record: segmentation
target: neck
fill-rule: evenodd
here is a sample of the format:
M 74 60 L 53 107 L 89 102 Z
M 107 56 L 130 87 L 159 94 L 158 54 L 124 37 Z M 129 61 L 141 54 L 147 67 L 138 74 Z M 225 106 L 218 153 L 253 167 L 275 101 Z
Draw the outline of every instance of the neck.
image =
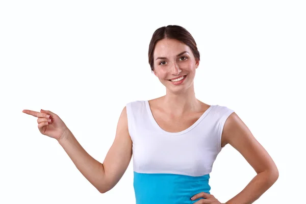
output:
M 163 97 L 162 103 L 169 113 L 175 113 L 175 115 L 198 111 L 201 108 L 200 102 L 195 97 L 193 84 L 180 93 L 171 92 L 167 90 L 166 95 Z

┄┄┄┄┄┄┄┄┄┄

▶ _Required task_
Scale the material by rewriting every line, requests included, with each polygon vertex coordinate in the outputs multiplied by 1.5 and rounded to a whole number, halves rounding up. Keep the numbers in the requests and the format sample as they are, and leave the pictures out.

▶ _Solution for this problem_
record: segmentation
target: neck
fill-rule: evenodd
here is a sample of the format:
M 74 60 L 53 107 L 89 102 Z
M 107 56 L 130 87 L 159 94 L 158 54 L 124 37 Z M 129 61 L 141 54 L 147 67 L 138 74 Z M 225 106 L 218 153 L 253 167 L 275 101 Z
Draw the outline of every instance of the neck.
image =
output:
M 245 146 L 243 155 L 254 170 L 263 170 L 263 173 L 297 167 L 302 162 L 300 153 L 293 146 L 290 126 L 270 140 L 257 138 L 251 135 L 249 143 Z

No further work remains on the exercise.